Texto extraído:
Convertir piedras en pan, el milagro keynesiano

Publicado en por Gonzalo Flores

Convertir piedras en pan, el milagro keynesiano

Capitulo IV  Convertir piedras en pan, el milagro keynesiano

(Resumen, por Gonzalo Flores)

I

Los autores socialistas sostienen que existe una gran abundancia y que la sustitución del capitalismo por el socialismo haría posible dar a todos “según sus necesidades”. Otros quieren llegar a ese paraíso a través de una reforma del sistema monetario y crediticio; creen que todo lo que hace falta es más dinero y más crédito. Consideran que la tasa de interés es un fenómeno artificialmente provocado por la escasez de “medios de pago” creada por el hombre. Acusan a los economistas “ortodoxos” por no querer aceptar que las doctrinas inflacionarias y expansionistas son buenas. Liberar el dinero del “restriccionismo”, crear “dinero libre” (según la terminología de Silvio Gesell) y garantizar créditos baratos o gratuitos son principios fundamentales de su plataforma política.

Problema a resolver:
Escribe el fragmento del texto sobre el milagro keynesiano que va desde "Publicado en por" hasta "por Gonzalo Flores)", incluidas estas últimas palabras. El material que viene a continuación es independiente del texto sobre el milagro keynesiano.

Extractos del material:
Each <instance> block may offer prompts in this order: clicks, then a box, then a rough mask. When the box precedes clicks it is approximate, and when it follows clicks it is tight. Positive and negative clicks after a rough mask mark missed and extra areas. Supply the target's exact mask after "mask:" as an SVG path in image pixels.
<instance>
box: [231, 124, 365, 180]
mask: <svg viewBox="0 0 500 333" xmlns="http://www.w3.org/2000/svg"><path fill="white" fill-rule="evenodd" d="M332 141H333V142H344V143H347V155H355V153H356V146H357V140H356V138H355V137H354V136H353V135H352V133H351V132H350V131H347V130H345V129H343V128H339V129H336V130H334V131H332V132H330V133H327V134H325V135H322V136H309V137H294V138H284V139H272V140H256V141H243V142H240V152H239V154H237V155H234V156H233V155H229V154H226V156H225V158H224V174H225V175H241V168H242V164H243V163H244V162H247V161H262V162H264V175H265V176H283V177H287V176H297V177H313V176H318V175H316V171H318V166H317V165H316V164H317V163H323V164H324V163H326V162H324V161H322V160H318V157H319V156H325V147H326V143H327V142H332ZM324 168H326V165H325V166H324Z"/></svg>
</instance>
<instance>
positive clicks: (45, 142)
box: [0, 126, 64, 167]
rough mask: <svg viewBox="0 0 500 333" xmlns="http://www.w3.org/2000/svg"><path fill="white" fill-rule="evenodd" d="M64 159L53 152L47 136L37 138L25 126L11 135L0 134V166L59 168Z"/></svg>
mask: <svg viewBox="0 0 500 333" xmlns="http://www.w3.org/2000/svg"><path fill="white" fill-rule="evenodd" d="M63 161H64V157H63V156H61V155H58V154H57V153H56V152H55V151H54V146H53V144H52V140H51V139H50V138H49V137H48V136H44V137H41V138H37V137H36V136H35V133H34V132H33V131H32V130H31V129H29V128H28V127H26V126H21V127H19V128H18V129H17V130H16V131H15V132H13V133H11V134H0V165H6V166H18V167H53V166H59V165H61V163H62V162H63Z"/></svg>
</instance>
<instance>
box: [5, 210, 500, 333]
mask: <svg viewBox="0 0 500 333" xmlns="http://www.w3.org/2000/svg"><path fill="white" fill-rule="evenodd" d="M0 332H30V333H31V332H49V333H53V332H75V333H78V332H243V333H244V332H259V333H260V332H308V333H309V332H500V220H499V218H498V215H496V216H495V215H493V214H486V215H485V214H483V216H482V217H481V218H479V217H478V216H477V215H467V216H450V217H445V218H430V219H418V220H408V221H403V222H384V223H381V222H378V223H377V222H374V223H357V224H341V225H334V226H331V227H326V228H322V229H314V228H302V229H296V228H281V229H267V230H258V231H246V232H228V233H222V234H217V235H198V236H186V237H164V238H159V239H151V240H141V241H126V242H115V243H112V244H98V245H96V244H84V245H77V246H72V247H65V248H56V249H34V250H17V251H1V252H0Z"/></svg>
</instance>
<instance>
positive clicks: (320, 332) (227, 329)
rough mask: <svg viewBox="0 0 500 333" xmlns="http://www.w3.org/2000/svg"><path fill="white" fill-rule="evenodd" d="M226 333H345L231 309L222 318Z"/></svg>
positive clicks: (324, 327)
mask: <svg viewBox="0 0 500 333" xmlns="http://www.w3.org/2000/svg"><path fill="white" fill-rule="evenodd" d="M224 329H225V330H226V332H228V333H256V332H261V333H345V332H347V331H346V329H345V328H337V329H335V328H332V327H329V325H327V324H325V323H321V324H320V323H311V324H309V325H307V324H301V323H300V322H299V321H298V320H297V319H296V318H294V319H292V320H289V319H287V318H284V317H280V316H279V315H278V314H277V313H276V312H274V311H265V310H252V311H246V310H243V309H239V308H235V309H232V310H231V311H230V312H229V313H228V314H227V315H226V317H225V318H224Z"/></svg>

Solución:
Publicado en por Gonzalo Flores

Convertir piedras en pan, el milagro keynesiano

Capitulo IV  Convertir piedras en pan, el milagro keynesiano

(Resumen, por Gonzalo Flores)